— start of Extract —

A mnemonic, aka mnemonic device or memory device, is a learning strategy that assists people of all ages in memorizing or retrieving knowledge. In other words, mnemonic techniques boost your memory and help you recall information more effectively.

The term “mnemonic” comes from the Ancient Greek word μνημονικός (mnēmonikos), which means “of memory” or “connected to memory.” It also is related to the name of the goddess of memory in Greek mythology. Mnemonics in antiquity were commonly regarded in what is today known as the art of memory.

The ancient Greeks and Romans recognized two kinds of memory: “natural” memory and “artificial” memory. The former is innate, and everyone has it naturally. On the other hand, the latter must be trained and developed by studying and practicing various mnemonic techniques.

Mnemonics may come in many forms, such as a song, rhyme, acronym, keyword, phrase, or sentence. They’re particularly effective for learning the new vocabulary of a foreign language.

How do mnemonic techniques work? 

Our brains are better at remembering images, rhythms, sentences, and other patterns than individually recalling each detail or new information. So many mnemonic techniques have you assign an image, rhythm, or sentence to new information you are trying to learn.

— end of Extract —
— start of Dataset rows —

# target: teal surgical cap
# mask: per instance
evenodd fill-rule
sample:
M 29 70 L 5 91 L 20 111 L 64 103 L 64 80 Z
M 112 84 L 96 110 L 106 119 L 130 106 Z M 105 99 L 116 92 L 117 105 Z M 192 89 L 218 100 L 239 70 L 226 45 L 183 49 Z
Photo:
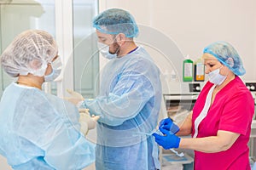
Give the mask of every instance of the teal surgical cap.
M 98 14 L 93 20 L 93 27 L 106 34 L 123 33 L 126 37 L 138 35 L 134 18 L 127 11 L 119 8 L 110 8 Z
M 204 48 L 204 54 L 210 54 L 226 65 L 234 74 L 242 76 L 246 73 L 242 61 L 235 48 L 226 42 L 216 42 Z

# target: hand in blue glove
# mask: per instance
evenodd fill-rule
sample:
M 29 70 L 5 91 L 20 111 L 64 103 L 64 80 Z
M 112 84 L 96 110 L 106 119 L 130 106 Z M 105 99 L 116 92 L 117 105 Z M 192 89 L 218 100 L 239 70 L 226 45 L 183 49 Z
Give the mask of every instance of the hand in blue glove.
M 155 142 L 161 145 L 165 150 L 169 150 L 171 148 L 178 148 L 180 143 L 180 138 L 175 134 L 171 134 L 169 131 L 160 128 L 164 136 L 159 135 L 157 133 L 153 133 L 154 136 Z
M 178 126 L 172 122 L 171 118 L 166 118 L 160 121 L 160 128 L 170 131 L 171 134 L 176 134 L 179 131 Z

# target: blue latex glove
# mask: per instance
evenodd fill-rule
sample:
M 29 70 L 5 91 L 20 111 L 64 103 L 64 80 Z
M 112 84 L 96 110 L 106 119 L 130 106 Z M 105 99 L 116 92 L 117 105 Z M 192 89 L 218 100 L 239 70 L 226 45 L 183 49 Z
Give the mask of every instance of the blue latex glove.
M 170 131 L 171 134 L 176 134 L 179 131 L 178 126 L 172 122 L 171 118 L 166 118 L 160 122 L 160 128 Z
M 171 148 L 178 148 L 180 143 L 180 138 L 175 134 L 171 134 L 169 131 L 164 128 L 159 128 L 160 132 L 164 134 L 159 135 L 157 133 L 153 133 L 154 136 L 155 142 L 161 145 L 165 150 L 169 150 Z

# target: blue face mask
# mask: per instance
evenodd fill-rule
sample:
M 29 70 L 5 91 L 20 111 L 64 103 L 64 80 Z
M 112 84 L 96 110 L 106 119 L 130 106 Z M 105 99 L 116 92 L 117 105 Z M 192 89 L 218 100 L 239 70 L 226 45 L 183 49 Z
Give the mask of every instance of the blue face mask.
M 44 76 L 44 82 L 53 82 L 61 72 L 62 63 L 60 57 L 51 63 L 52 71 L 49 75 Z
M 220 68 L 216 69 L 215 71 L 212 71 L 208 74 L 210 82 L 216 85 L 220 85 L 222 84 L 222 82 L 224 82 L 227 76 L 219 74 L 219 71 Z
M 105 45 L 104 43 L 102 43 L 102 42 L 98 42 L 98 48 L 99 48 L 99 50 L 100 50 L 100 52 L 102 54 L 103 57 L 105 57 L 108 60 L 117 58 L 117 54 L 116 53 L 115 54 L 110 54 L 109 53 L 109 46 Z

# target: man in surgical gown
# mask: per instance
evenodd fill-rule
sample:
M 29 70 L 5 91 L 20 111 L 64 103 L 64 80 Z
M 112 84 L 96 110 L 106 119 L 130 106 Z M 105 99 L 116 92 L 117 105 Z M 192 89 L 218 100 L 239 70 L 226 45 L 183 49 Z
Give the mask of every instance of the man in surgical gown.
M 135 44 L 138 28 L 128 12 L 106 10 L 93 25 L 99 50 L 110 60 L 102 72 L 99 95 L 82 103 L 101 116 L 96 169 L 159 169 L 158 148 L 148 134 L 160 111 L 160 71 L 146 50 Z
M 57 46 L 46 31 L 26 31 L 1 55 L 17 82 L 0 102 L 0 154 L 15 170 L 82 169 L 95 161 L 95 145 L 80 133 L 75 105 L 42 91 L 55 69 Z

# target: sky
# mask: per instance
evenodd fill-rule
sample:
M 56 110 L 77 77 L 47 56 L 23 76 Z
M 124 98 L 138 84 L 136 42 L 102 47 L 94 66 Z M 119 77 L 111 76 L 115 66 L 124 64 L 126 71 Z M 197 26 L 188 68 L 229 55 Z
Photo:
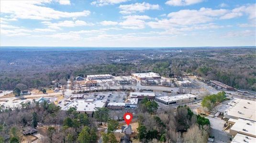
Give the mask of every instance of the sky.
M 0 46 L 256 45 L 255 0 L 0 0 Z

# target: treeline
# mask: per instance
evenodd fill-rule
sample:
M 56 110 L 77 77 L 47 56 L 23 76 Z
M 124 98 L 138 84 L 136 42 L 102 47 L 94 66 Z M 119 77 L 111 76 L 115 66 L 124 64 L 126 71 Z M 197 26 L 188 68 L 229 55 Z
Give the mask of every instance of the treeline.
M 208 119 L 194 114 L 186 105 L 179 106 L 175 114 L 170 109 L 151 112 L 152 108 L 158 108 L 158 106 L 154 105 L 154 102 L 145 101 L 139 105 L 139 126 L 137 129 L 140 142 L 207 142 L 210 129 Z
M 43 128 L 43 143 L 96 143 L 98 138 L 94 119 L 70 108 L 60 111 L 54 103 L 22 103 L 13 109 L 0 107 L 0 143 L 20 143 L 23 128 Z M 40 129 L 41 130 L 41 129 Z
M 150 71 L 170 77 L 187 72 L 237 89 L 256 91 L 256 53 L 253 48 L 187 49 L 182 52 L 154 49 L 59 53 L 5 51 L 0 54 L 0 90 L 12 90 L 18 83 L 29 88 L 50 87 L 52 81 L 67 81 L 78 75 L 129 75 Z M 123 56 L 128 60 L 113 62 L 109 60 L 112 58 L 110 55 Z
M 223 91 L 216 94 L 213 94 L 206 96 L 203 97 L 201 104 L 202 107 L 206 107 L 210 110 L 214 107 L 217 104 L 221 102 L 225 99 L 225 94 L 226 93 Z

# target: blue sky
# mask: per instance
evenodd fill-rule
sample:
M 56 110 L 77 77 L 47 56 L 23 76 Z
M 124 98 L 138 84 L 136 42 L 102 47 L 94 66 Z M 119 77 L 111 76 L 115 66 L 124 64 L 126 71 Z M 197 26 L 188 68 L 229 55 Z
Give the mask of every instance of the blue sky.
M 255 0 L 1 0 L 1 46 L 255 46 Z

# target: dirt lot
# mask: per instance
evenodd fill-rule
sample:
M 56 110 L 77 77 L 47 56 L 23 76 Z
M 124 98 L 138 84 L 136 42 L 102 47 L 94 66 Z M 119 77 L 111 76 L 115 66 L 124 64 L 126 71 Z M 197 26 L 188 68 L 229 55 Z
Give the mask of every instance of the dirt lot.
M 12 94 L 12 93 L 11 93 L 8 94 L 7 94 L 6 95 L 1 96 L 1 97 L 0 97 L 0 98 L 5 98 L 14 97 L 14 95 L 13 94 Z
M 53 90 L 46 90 L 46 93 L 54 93 L 54 92 Z M 44 94 L 42 91 L 39 91 L 39 90 L 37 89 L 33 89 L 32 91 L 31 91 L 31 93 L 33 93 L 33 95 L 37 95 L 37 94 Z

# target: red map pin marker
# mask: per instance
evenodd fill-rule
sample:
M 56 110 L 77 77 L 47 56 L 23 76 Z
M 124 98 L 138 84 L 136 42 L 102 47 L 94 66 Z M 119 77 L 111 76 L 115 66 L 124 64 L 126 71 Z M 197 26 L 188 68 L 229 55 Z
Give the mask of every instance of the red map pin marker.
M 133 114 L 129 112 L 126 112 L 123 115 L 123 119 L 124 119 L 126 124 L 128 125 L 131 121 L 132 121 L 132 119 L 133 119 Z

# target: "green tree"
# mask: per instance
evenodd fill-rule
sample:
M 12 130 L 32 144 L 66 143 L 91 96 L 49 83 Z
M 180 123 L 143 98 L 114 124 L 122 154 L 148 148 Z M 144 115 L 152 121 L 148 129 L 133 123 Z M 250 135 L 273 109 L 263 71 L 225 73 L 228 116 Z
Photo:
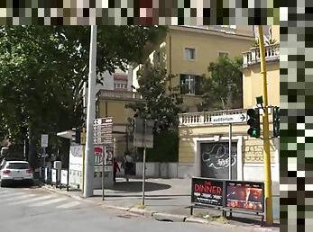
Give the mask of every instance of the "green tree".
M 198 111 L 216 111 L 242 107 L 242 58 L 219 58 L 207 67 L 208 76 L 202 78 L 202 103 Z
M 88 75 L 90 27 L 0 27 L 1 138 L 17 143 L 82 122 L 80 91 Z M 166 27 L 99 26 L 97 72 L 141 62 Z M 101 83 L 101 79 L 97 80 Z M 58 143 L 56 138 L 52 141 Z
M 138 73 L 137 92 L 144 101 L 130 103 L 127 107 L 143 119 L 155 120 L 157 131 L 175 129 L 179 124 L 178 113 L 182 112 L 182 97 L 177 87 L 168 86 L 170 76 L 161 66 L 144 65 Z M 171 76 L 172 77 L 172 76 Z

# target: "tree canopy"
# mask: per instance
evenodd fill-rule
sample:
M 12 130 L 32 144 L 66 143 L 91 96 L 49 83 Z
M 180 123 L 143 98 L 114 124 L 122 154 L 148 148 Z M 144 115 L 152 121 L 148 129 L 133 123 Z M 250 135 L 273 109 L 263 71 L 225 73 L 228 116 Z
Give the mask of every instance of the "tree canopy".
M 161 66 L 145 64 L 138 73 L 137 92 L 143 102 L 130 103 L 136 114 L 147 120 L 155 120 L 158 131 L 175 129 L 179 124 L 178 113 L 182 112 L 182 97 L 177 94 L 178 87 L 168 86 L 170 76 Z
M 198 111 L 215 111 L 242 107 L 242 58 L 220 57 L 209 63 L 208 76 L 202 78 L 202 103 Z
M 141 62 L 144 46 L 166 27 L 98 26 L 97 72 Z M 0 27 L 0 138 L 23 141 L 82 121 L 80 91 L 88 75 L 89 26 Z M 101 80 L 98 80 L 101 81 Z

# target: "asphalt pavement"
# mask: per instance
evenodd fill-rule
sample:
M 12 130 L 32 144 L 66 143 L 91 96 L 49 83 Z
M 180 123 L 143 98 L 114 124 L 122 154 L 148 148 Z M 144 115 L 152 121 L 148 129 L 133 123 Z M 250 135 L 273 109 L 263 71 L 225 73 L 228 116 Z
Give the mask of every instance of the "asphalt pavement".
M 0 188 L 0 221 L 5 232 L 238 231 L 219 225 L 157 221 L 23 186 Z

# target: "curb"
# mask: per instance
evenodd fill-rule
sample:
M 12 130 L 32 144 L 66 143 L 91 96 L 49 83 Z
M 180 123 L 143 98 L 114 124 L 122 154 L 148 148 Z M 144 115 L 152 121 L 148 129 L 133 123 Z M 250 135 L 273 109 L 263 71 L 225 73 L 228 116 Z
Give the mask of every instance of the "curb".
M 149 217 L 152 218 L 156 220 L 160 221 L 172 221 L 172 222 L 187 222 L 187 223 L 198 223 L 198 224 L 213 224 L 216 226 L 224 226 L 224 227 L 228 227 L 230 229 L 231 228 L 244 228 L 244 226 L 237 226 L 237 225 L 232 225 L 232 224 L 221 224 L 216 221 L 210 221 L 207 220 L 205 219 L 198 218 L 195 216 L 186 216 L 186 215 L 178 215 L 178 214 L 170 214 L 170 213 L 162 213 L 162 212 L 156 212 L 156 211 L 152 211 L 148 210 L 143 210 L 143 209 L 138 209 L 138 208 L 127 208 L 127 207 L 121 207 L 121 206 L 115 206 L 115 205 L 106 205 L 103 203 L 103 201 L 99 202 L 95 202 L 91 200 L 85 199 L 81 196 L 75 196 L 71 194 L 69 192 L 61 192 L 59 189 L 54 189 L 50 187 L 50 185 L 47 184 L 41 184 L 41 187 L 42 187 L 44 190 L 49 191 L 51 192 L 65 195 L 70 198 L 73 198 L 77 201 L 84 201 L 88 203 L 92 203 L 95 205 L 99 206 L 102 209 L 111 209 L 111 210 L 116 210 L 120 211 L 124 211 L 124 212 L 130 212 L 133 214 L 140 215 L 140 216 L 144 216 L 144 217 Z M 246 227 L 244 227 L 246 228 Z M 276 232 L 279 231 L 272 229 L 272 228 L 255 228 L 255 227 L 251 227 L 252 231 L 264 231 L 264 232 Z
M 131 208 L 131 209 L 129 209 L 128 211 L 131 212 L 131 213 L 133 213 L 133 214 L 145 216 L 145 217 L 150 217 L 150 218 L 152 218 L 153 216 L 153 214 L 156 213 L 155 211 L 143 210 L 143 209 L 138 209 L 138 208 Z
M 161 221 L 185 222 L 187 216 L 156 212 L 152 214 L 152 218 Z

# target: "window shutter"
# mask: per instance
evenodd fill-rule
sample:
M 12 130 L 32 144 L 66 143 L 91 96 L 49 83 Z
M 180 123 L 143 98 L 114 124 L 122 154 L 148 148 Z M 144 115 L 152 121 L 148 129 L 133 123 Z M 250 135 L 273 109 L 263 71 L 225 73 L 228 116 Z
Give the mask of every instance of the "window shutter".
M 180 74 L 180 94 L 186 94 L 186 77 L 184 74 Z
M 195 76 L 195 95 L 201 95 L 201 80 L 202 77 L 200 76 Z

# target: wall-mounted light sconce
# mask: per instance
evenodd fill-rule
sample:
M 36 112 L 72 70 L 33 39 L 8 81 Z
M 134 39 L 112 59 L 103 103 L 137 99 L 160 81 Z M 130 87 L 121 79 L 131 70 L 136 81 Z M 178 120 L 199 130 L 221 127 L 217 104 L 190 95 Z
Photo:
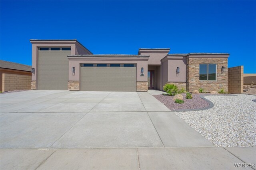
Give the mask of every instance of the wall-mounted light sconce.
M 180 68 L 179 67 L 177 67 L 176 69 L 176 73 L 180 73 Z
M 177 68 L 176 69 L 176 76 L 179 76 L 179 73 L 180 73 L 180 68 L 178 67 L 177 67 Z
M 226 67 L 224 66 L 222 66 L 221 67 L 221 72 L 225 72 L 227 71 L 227 69 L 226 68 Z
M 73 67 L 71 69 L 71 72 L 72 72 L 72 74 L 73 76 L 75 75 L 75 67 Z
M 140 69 L 140 76 L 144 76 L 144 68 L 143 67 Z
M 31 68 L 31 72 L 33 76 L 35 75 L 35 68 Z

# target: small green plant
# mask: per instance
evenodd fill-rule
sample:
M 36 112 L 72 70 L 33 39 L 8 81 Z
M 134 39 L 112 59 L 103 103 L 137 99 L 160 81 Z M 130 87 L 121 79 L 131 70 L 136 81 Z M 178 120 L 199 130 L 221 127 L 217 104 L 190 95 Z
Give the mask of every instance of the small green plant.
M 181 104 L 182 103 L 183 103 L 184 102 L 184 100 L 183 100 L 178 99 L 177 99 L 175 100 L 175 103 L 178 103 L 179 104 Z
M 178 93 L 181 94 L 182 93 L 185 93 L 185 92 L 186 92 L 186 90 L 185 90 L 185 89 L 183 88 L 181 88 L 181 90 L 179 91 L 179 92 L 178 92 Z
M 179 90 L 177 86 L 174 84 L 166 84 L 163 87 L 163 90 L 170 96 L 176 94 Z
M 203 88 L 200 88 L 199 89 L 199 93 L 202 93 L 204 92 L 204 89 Z
M 219 91 L 219 93 L 220 93 L 220 94 L 223 94 L 223 93 L 225 93 L 224 89 L 223 89 L 223 88 L 220 89 L 220 90 Z
M 187 93 L 186 94 L 185 98 L 188 99 L 191 99 L 192 98 L 192 94 L 190 93 Z

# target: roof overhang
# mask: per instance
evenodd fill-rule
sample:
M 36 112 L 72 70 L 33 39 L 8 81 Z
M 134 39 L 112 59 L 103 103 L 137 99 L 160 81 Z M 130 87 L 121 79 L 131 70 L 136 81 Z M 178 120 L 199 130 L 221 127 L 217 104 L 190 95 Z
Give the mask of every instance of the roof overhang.
M 168 53 L 170 49 L 166 48 L 140 48 L 138 52 L 138 55 L 141 53 Z
M 30 43 L 32 44 L 76 44 L 80 46 L 82 48 L 84 48 L 89 53 L 92 54 L 92 53 L 90 51 L 82 44 L 79 42 L 76 39 L 73 40 L 38 40 L 30 39 Z

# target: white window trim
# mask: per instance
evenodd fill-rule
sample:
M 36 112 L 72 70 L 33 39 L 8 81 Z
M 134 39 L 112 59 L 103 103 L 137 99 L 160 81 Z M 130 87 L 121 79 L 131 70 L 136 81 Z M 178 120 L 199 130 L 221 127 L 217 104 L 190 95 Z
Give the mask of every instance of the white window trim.
M 200 64 L 207 64 L 207 80 L 200 80 Z M 208 80 L 208 74 L 209 73 L 208 72 L 208 70 L 209 70 L 209 64 L 215 64 L 216 65 L 216 80 Z M 217 78 L 218 77 L 217 76 L 217 68 L 218 68 L 218 64 L 214 64 L 214 63 L 210 63 L 210 64 L 206 64 L 206 63 L 202 63 L 202 64 L 199 64 L 199 81 L 202 81 L 202 82 L 205 82 L 206 81 L 207 81 L 208 82 L 217 82 Z

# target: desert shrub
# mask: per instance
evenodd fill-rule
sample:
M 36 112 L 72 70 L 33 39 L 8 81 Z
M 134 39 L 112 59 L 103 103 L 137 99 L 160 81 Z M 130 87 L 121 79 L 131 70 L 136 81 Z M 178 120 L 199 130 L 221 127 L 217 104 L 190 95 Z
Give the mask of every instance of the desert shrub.
M 178 103 L 179 104 L 183 103 L 184 102 L 184 100 L 183 100 L 178 99 L 177 99 L 175 100 L 175 103 Z
M 220 89 L 220 91 L 219 91 L 219 93 L 220 93 L 220 94 L 223 94 L 223 93 L 225 93 L 224 89 L 223 89 L 223 88 Z
M 186 94 L 185 98 L 188 99 L 191 99 L 192 98 L 192 94 L 190 93 L 187 93 Z
M 204 92 L 204 89 L 203 88 L 200 88 L 199 89 L 199 93 L 202 93 Z
M 185 93 L 185 92 L 186 90 L 185 90 L 185 89 L 183 88 L 182 88 L 180 90 L 178 91 L 178 93 L 181 94 L 182 93 Z
M 170 96 L 176 94 L 179 90 L 177 86 L 174 84 L 166 84 L 163 90 Z

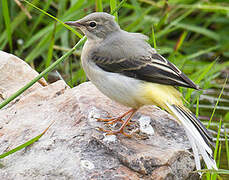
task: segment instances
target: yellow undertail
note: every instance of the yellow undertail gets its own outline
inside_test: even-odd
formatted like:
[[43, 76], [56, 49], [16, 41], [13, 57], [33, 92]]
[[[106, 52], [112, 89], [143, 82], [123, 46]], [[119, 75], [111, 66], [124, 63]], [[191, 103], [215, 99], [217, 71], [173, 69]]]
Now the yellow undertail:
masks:
[[139, 101], [141, 101], [142, 104], [156, 105], [168, 111], [176, 119], [177, 117], [166, 105], [167, 103], [170, 105], [182, 107], [187, 110], [183, 104], [184, 98], [182, 97], [182, 94], [173, 86], [156, 83], [143, 83], [141, 92], [139, 94]]

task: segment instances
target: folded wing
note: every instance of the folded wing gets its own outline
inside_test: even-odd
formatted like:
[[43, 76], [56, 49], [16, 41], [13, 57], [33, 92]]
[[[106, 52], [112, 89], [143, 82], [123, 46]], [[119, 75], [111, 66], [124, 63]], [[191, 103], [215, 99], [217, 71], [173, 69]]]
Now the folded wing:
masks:
[[94, 52], [92, 60], [103, 70], [120, 73], [140, 80], [183, 86], [193, 89], [199, 87], [182, 73], [175, 65], [157, 53], [132, 58], [112, 58]]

— end of Dataset rows —

▶ Jobs
**1.** Could you write out everything in the passage on mnemonics from "A mnemonic, aka" down to "various mnemonic techniques."?
**2.** Can you extend the passage on mnemonics beyond its last sentence?
The listing plays no part in what comes next.

▶ Task-by-task results
**1.**
A mnemonic, aka mnemonic device or memory device, is a learning strategy that assists people of all ages in memorizing or retrieving knowledge. In other words, mnemonic techniques boost your memory and help you recall information more effectively.

The term “mnemonic” comes from the Ancient Greek word μνημονικός (mnēmonikos), which means “of memory” or “connected to memory.” It also is related to the name of the goddess of memory in Greek mythology. Mnemonics in antiquity were commonly regarded in what is today known as the art of memory.

The ancient Greeks and Romans recognized two kinds of memory: “natural” memory and “artificial” memory. The former is innate, and everyone has it naturally. On the other hand, the latter must be trained and developed by studying and practicing various mnemonic techniques.

**2.**
A classic example is “I before E, except after C.” It is a mnemonic rule of thumb for English spelling, meaning the correct order is ‘ie’ unless the preceding letter is ‘c,’ in which case it is ‘ei.’

If you’re still in doubt about whether mnemonics really work, check out this study by top psychologists at Carnegie Mellon University to prove that it works!

The researchers invited average undergraduates to sessions where they would be shown sequences of digits that they would then have to remember. During the first few weeks, the students did not get far past seven digits (the number considered human short-term memory capacity). They were then trained to use mnemonic devices. Soon enough, they began recalling more and more digits steadily. After a hundred hours of training, they could remember 82 random numbers in the correct order after only seeing them once, according to Chase and Ericsson (1981).

As you can see, mnemonics improve our memory by creating a strong mental connection between the one-to-be-remembered and the easily memorable ones. 

All 9 types of mnemonics to improve your memory (with examples)

Though there are many different types of mnemonics, we’ll list the nine most widely used mnemonics below. Read on to find out which style would work best for you!

1. Musical mnemonics

Songs and jingles can be used as a mnemonic. So, you can encode anything you want to learn into a melody or song; a typical example is how children remember the alphabet by singing the ABC song.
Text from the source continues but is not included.